Text for analysis:
1967 – “The American Dream” and “The Death of Bessie Smith” by Edward Albee
Posted on: June 11, 1967The American Dream
For Albee The American Dream (premiering in 1961) “is an examination of the American Scene, an attack on the substitution of artificial for real values in our society, a condemnation of complacency, cruelty, emasculation and vacuity; it is a stand against the fiction that everything in this slipping land of ours is peachykeen”.
The American Dream, who appears in the shared household of a sadistic Mommy, emasculated Daddy, and embittered Grandma, is personified by the Young Man, a clean-cut Midwestern beauty, physically perfect but incomplete, having lost all feeling and desire after the murder of an identical twin from which he was separated as a child.

Supplied entries:
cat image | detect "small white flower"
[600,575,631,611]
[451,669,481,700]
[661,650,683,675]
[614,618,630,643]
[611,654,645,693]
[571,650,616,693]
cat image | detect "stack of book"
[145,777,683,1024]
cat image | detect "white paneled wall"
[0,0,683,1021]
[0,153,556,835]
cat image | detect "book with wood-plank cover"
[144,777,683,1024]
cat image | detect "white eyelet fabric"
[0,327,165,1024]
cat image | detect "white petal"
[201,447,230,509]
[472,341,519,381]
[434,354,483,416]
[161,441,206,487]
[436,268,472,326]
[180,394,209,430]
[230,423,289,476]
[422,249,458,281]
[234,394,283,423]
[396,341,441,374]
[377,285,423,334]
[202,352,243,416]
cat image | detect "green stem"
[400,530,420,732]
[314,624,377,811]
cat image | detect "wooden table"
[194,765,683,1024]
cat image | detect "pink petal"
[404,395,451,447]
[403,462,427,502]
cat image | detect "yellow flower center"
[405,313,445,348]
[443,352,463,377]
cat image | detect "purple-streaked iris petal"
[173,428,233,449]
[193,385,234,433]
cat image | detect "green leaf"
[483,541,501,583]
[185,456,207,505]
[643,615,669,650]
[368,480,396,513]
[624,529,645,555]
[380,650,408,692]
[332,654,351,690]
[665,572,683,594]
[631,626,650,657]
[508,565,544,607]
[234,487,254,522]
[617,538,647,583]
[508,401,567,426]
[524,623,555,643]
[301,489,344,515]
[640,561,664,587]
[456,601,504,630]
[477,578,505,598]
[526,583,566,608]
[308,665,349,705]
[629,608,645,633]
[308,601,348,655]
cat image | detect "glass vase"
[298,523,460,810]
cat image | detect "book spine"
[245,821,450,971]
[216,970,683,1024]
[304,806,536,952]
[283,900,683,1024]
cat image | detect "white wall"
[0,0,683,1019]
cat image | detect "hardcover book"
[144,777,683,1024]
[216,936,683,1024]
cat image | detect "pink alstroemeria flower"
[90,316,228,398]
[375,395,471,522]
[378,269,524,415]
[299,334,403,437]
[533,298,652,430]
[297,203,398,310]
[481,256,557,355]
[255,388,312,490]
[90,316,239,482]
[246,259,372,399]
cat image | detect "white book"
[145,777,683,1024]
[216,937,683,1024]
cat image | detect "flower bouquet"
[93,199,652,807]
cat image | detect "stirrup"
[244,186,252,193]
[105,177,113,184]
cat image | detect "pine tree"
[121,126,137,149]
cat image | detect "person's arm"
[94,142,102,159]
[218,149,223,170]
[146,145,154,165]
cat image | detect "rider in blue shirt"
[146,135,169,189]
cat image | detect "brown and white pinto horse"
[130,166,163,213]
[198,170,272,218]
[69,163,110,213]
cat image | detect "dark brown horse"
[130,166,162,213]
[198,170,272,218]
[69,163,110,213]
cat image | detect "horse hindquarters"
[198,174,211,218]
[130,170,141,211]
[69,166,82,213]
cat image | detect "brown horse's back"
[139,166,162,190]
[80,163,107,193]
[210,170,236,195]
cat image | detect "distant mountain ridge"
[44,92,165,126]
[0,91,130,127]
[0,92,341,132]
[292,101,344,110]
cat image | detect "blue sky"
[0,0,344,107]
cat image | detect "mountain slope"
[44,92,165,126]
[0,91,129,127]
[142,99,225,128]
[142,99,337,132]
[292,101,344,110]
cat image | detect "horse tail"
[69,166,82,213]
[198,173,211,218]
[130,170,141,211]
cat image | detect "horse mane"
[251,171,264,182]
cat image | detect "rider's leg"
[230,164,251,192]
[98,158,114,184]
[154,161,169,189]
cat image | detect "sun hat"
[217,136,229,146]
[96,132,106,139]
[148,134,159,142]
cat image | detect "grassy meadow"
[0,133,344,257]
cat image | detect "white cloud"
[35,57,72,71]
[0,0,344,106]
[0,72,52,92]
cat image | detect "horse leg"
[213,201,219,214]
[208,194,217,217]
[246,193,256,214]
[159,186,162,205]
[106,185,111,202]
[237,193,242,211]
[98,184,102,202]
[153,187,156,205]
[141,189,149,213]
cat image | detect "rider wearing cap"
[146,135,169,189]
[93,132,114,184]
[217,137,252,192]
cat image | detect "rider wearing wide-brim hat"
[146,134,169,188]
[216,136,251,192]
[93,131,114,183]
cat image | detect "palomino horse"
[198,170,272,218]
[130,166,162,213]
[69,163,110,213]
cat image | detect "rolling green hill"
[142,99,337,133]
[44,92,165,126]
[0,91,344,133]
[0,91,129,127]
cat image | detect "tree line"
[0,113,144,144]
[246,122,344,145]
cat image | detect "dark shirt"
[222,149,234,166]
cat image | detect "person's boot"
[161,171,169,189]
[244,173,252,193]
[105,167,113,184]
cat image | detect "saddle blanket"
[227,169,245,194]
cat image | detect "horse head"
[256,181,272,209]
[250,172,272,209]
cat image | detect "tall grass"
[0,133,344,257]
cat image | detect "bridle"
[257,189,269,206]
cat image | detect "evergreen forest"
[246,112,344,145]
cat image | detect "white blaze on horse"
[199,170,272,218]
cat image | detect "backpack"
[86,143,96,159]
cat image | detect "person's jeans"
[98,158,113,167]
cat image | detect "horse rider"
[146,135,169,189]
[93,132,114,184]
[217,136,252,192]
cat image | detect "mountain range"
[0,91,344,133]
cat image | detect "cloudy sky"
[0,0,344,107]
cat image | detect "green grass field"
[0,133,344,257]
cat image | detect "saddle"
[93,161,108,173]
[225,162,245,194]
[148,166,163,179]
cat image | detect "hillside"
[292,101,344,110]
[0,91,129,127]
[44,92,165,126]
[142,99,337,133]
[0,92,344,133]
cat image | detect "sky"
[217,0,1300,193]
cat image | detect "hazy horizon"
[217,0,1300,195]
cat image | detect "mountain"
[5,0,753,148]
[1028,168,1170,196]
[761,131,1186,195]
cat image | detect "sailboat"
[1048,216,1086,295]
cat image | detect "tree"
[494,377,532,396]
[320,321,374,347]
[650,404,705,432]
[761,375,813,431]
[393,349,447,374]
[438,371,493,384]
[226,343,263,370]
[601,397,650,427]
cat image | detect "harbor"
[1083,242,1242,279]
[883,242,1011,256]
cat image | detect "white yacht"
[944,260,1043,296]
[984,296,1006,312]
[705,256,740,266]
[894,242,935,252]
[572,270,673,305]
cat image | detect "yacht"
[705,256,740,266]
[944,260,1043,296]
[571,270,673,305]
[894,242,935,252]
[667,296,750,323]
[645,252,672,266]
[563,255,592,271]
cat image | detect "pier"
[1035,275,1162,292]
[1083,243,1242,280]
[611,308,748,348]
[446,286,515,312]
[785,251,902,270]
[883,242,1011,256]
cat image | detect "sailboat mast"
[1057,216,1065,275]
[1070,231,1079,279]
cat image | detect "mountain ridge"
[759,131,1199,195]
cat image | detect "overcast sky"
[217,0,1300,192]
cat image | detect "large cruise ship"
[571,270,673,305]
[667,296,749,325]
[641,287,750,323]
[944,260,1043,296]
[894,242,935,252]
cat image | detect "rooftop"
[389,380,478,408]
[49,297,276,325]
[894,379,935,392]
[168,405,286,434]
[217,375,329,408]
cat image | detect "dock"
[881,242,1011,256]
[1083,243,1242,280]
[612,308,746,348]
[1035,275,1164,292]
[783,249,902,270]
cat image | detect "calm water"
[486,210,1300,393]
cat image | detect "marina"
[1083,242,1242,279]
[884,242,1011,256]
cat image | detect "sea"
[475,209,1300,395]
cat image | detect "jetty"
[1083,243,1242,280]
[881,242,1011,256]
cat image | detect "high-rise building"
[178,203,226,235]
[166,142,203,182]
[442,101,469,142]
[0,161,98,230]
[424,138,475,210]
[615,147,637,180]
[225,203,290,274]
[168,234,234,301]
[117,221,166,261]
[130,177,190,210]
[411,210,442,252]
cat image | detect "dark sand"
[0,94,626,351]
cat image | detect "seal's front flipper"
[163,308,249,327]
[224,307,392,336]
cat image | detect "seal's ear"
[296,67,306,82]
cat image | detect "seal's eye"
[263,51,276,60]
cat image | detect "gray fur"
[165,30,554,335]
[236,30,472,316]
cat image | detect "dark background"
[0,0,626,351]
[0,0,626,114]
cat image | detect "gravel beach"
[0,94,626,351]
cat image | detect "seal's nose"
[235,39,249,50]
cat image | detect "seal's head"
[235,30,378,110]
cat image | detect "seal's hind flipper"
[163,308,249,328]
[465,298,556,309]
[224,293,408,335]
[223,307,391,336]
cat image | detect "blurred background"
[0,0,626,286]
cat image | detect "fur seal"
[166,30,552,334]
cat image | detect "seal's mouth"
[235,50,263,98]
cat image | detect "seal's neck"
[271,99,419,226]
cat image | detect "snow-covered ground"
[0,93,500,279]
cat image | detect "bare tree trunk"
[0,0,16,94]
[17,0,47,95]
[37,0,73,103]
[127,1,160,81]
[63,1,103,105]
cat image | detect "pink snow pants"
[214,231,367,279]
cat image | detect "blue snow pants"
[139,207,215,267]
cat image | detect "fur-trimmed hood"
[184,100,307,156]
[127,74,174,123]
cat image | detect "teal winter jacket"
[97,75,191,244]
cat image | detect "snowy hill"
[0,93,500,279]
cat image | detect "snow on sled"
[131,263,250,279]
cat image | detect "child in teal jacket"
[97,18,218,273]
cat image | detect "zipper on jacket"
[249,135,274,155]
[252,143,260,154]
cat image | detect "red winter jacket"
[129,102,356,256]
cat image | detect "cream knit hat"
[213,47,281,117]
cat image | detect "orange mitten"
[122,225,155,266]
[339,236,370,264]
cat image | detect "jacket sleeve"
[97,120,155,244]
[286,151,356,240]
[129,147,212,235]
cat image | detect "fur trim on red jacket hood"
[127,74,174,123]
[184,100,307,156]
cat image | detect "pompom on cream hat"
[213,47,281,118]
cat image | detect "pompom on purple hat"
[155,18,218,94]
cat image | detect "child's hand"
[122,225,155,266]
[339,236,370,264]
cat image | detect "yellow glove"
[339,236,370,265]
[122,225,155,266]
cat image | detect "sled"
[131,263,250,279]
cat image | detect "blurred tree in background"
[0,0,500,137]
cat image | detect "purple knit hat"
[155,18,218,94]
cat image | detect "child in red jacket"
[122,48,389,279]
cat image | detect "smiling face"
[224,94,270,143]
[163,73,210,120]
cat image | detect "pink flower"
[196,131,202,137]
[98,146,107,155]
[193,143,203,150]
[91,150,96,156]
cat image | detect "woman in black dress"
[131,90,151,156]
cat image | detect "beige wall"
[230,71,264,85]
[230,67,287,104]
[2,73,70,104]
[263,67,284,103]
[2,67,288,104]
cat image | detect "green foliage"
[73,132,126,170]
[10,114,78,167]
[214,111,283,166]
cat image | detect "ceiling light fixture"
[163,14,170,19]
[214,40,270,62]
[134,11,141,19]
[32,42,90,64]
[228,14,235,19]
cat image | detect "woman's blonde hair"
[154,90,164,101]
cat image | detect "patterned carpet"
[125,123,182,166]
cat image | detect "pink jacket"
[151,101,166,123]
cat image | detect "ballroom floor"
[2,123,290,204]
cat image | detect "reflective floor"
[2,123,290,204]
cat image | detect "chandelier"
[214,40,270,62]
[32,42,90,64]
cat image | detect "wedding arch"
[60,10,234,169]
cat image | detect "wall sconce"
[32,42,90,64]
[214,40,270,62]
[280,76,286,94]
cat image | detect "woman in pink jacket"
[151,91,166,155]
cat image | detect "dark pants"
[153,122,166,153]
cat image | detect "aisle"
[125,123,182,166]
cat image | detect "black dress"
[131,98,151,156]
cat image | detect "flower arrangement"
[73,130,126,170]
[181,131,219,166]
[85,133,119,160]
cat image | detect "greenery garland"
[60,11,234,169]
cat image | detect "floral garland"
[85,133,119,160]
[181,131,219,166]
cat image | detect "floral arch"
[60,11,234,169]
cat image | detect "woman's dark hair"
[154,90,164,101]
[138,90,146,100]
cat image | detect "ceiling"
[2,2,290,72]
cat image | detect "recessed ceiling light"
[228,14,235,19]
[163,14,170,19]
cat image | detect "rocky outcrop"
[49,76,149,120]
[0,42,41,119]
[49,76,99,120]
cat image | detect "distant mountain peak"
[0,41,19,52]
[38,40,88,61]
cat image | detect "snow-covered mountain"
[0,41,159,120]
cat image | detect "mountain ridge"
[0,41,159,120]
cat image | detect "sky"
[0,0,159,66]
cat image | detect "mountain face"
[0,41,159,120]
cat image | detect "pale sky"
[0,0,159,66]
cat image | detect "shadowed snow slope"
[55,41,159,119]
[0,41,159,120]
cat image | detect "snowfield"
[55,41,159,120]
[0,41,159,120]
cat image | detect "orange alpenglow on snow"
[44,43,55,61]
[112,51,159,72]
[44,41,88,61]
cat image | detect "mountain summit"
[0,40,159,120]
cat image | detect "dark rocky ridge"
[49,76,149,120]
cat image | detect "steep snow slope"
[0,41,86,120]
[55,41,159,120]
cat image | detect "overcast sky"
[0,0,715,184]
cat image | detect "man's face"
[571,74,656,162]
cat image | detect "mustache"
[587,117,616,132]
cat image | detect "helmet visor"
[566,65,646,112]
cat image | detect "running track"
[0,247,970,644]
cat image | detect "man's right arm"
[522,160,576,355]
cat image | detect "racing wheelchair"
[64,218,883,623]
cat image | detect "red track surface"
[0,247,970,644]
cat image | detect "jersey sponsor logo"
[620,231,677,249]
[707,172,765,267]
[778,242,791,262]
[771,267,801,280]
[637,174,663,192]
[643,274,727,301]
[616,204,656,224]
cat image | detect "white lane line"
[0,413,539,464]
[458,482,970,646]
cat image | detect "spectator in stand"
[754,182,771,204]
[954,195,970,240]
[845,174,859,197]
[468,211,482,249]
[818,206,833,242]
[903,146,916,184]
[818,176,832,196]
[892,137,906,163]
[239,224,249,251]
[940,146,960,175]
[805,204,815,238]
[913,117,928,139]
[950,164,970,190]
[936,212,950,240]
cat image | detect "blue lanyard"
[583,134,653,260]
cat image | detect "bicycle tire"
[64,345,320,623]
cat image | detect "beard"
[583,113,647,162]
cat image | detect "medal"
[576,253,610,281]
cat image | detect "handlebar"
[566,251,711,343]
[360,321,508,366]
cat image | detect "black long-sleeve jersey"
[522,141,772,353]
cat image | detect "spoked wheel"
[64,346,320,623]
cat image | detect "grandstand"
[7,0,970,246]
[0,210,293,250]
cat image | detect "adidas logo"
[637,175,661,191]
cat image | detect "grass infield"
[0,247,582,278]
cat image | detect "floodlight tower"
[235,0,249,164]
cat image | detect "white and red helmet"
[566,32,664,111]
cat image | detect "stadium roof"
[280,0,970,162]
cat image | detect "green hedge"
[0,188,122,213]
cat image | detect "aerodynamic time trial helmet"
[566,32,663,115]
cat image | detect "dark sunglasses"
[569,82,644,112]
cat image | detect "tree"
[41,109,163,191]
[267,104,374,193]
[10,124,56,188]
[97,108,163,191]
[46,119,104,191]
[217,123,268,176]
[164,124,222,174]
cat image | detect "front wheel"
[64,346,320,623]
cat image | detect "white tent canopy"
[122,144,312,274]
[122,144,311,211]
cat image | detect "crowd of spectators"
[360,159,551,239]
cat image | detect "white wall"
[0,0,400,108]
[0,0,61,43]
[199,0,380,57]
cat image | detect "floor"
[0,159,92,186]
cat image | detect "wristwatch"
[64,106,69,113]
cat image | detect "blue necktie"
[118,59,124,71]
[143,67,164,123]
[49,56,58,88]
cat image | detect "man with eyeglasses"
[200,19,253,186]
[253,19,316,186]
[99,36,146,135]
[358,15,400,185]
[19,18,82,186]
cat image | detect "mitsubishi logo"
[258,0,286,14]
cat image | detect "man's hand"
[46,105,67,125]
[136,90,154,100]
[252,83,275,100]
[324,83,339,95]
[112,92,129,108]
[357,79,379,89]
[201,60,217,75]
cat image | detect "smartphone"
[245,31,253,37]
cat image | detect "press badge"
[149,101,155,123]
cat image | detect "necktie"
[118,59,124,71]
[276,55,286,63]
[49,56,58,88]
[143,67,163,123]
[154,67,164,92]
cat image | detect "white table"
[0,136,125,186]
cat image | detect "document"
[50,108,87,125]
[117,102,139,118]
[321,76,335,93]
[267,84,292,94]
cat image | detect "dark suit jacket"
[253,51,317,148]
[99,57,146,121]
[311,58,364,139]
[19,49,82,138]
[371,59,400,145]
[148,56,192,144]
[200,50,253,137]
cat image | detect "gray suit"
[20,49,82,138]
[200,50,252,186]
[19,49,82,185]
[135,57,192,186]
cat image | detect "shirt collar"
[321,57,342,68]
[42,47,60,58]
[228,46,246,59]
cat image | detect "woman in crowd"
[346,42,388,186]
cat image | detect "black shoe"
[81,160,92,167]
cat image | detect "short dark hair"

To do:
1. Translate this sentence from the text about Edward Albee's plays into Spanish: "The American Dream, who appears in the shared household of a sadistic Mommy, emasculated Daddy, and embittered Grandma, is personified by the Young Man, a clean-cut Midwestern beauty, physically perfect but incomplete, having lost all feeling and desire after the murder of an identical twin from which he was separated as a child."
2. Print the passage of the text about Edward Albee's plays from "The American Dream, who" to "as a child.".
3. Proceed with the text about Edward Albee's plays, picking up after its last sentence.
The records can be set aside.

Answers to the tasks:
1. El Sueño Americano, que aparece en el hogar compartido de una Mami sádica, un Papi emasculado y una Abuela amargada, está personificado por el Joven, una belleza pulcra del Medio Oeste, físicamente perfecta pero incompleta, que ha perdido todo sentimiento y deseo tras el asesinato de un gemelo idéntico del que fue separado de niño.

2.
The American Dream, who appears in the shared household of a sadistic Mommy, emasculated Daddy, and embittered Grandma, is personified by the Young Man, a clean-cut Midwestern beauty, physically perfect but incomplete, having lost all feeling and desire after the murder of an identical twin from which he was separated as a child.

3.
The Death of Bessie Smith
The play, written in 1959, seeks to interpret the somewhat hazy details of blues singer Bessie Smith’s fatal car accident on September 26, 1937, in the state of Tennessee. The facts of her end, the automobile accident outside Memphis and the refusal of hospitals for whites to admit her, serves as the point of departure for Albee’s play. Bessie was taen directly to the Afro-American Hospital in Clarksdale, Mississippi, where she died some seven hours later. Bessie never comes on stage, presumably because her death is meant to be a symbol for the whole problem of White supremacy, which Albee has chosen to view through the eyes of a white Southern nurse and her intern boyfriend in order to expose their prejudice and bigotry. Albee “is not concerned only with Bessie’s tragedy; he uses it to reveal the tragedy of an environment that allows such things to happen”. (Howard Taubmann)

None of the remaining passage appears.